§ **RECORDS TO USE**
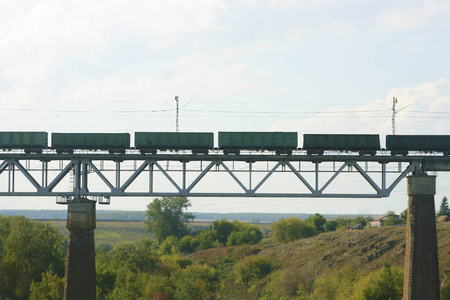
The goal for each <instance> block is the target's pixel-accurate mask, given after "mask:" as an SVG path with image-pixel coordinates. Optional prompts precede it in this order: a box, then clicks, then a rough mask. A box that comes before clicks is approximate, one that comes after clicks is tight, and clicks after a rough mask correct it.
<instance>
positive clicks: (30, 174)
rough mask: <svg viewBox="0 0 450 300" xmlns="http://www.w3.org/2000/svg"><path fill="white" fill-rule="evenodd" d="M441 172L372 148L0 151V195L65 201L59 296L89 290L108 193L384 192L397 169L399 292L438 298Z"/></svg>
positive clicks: (133, 194)
mask: <svg viewBox="0 0 450 300" xmlns="http://www.w3.org/2000/svg"><path fill="white" fill-rule="evenodd" d="M441 171H443V172H446V171H450V158H449V157H448V156H442V155H438V154H427V155H423V154H421V153H415V154H413V155H410V156H391V155H388V153H385V152H380V151H379V152H378V153H377V155H375V156H364V155H352V154H351V153H346V152H343V153H338V152H329V153H325V154H324V155H321V156H318V155H306V153H304V152H302V151H294V153H293V155H289V156H287V155H276V154H274V153H270V152H269V153H267V152H266V153H261V152H246V153H242V154H240V155H224V154H222V153H220V152H212V153H210V154H207V155H192V154H188V153H187V152H186V153H184V152H183V151H178V152H170V153H169V152H167V153H161V154H156V155H150V154H149V155H142V154H140V153H138V152H137V151H133V150H128V151H127V153H125V154H107V153H104V152H99V151H97V152H92V151H75V153H68V154H58V153H55V152H53V151H51V150H48V151H44V152H43V153H40V154H24V153H23V152H19V151H18V152H17V153H15V152H3V153H0V196H3V197H13V196H23V197H55V199H56V203H58V204H63V205H68V215H67V228H68V229H69V237H68V248H67V257H66V275H65V292H64V297H65V299H95V286H96V281H95V253H94V251H95V249H94V229H95V227H96V225H95V219H96V218H95V209H96V205H97V204H99V205H107V204H110V201H111V199H113V198H114V197H156V196H186V197H267V198H307V197H308V198H385V197H389V196H390V194H391V192H392V191H393V190H394V189H395V188H396V187H397V186H398V184H399V183H400V182H401V181H402V180H403V179H405V178H406V179H407V187H408V189H407V190H408V199H409V200H408V221H407V236H406V238H407V242H406V257H405V281H404V299H439V268H438V261H437V238H436V225H435V208H434V195H435V192H436V184H435V179H436V176H435V175H433V174H435V172H441ZM286 178H288V179H286ZM280 180H281V181H282V182H283V184H282V187H281V188H280V184H279V182H280ZM358 180H359V181H358ZM274 182H278V184H273V183H274Z"/></svg>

§ **ACTIVITY**
Print exactly the lines running from the start of the entries above to the line with "rough mask: <svg", both included; leave out any pictures.

§ **OUTPUT FOR THIS EXERCISE**
The goal for each <instance> block is the target's pixel-accurate mask, given after "mask:" as an SVG path with image-pixel coordinates. Optional prompts precede it in this order: a box, then clicks, then a rough mask. A box that comes before clicks is approximate, one that comes after clicks is tight, and clicks after a rough mask correct it.
<instance>
positive clicks: (30, 174)
rough mask: <svg viewBox="0 0 450 300" xmlns="http://www.w3.org/2000/svg"><path fill="white" fill-rule="evenodd" d="M441 172L372 148L0 151V195L65 201L59 296L89 290L108 193L384 192L397 169L399 292L438 298Z"/></svg>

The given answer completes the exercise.